§ Written exercise: Set out the lines below as a numbered list, skipping any blank lines and leaving the pictures out.

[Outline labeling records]

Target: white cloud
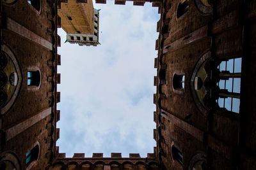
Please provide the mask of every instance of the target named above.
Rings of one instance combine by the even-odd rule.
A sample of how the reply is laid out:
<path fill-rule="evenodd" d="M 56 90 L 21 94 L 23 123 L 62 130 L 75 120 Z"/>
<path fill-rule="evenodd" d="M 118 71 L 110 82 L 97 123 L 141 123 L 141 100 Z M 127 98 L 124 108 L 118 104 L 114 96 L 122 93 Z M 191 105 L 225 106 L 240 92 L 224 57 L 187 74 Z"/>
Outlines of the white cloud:
<path fill-rule="evenodd" d="M 110 2 L 113 3 L 113 2 Z M 157 52 L 157 9 L 96 4 L 100 11 L 102 45 L 63 43 L 61 36 L 61 152 L 140 153 L 153 152 L 153 86 Z"/>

§ Result of this task:
1. Target: white cloud
2. Please provide the mask of every instance of the target named above.
3. Rings of one instance combine by the even-odd rule.
4. A sample of how the reply is laid out:
5. <path fill-rule="evenodd" d="M 56 90 L 21 94 L 23 123 L 62 130 L 75 120 Z"/>
6. <path fill-rule="evenodd" d="M 118 71 L 110 82 L 97 123 L 141 123 L 141 100 Z M 127 98 L 124 108 L 118 104 L 114 96 L 122 93 Z M 191 105 L 225 106 L 240 92 L 224 57 L 187 74 Z"/>
7. Outlines of the white cloud:
8. <path fill-rule="evenodd" d="M 110 2 L 113 3 L 113 2 Z M 157 52 L 157 9 L 96 4 L 100 11 L 102 45 L 63 43 L 61 36 L 61 152 L 140 153 L 153 152 L 153 86 Z"/>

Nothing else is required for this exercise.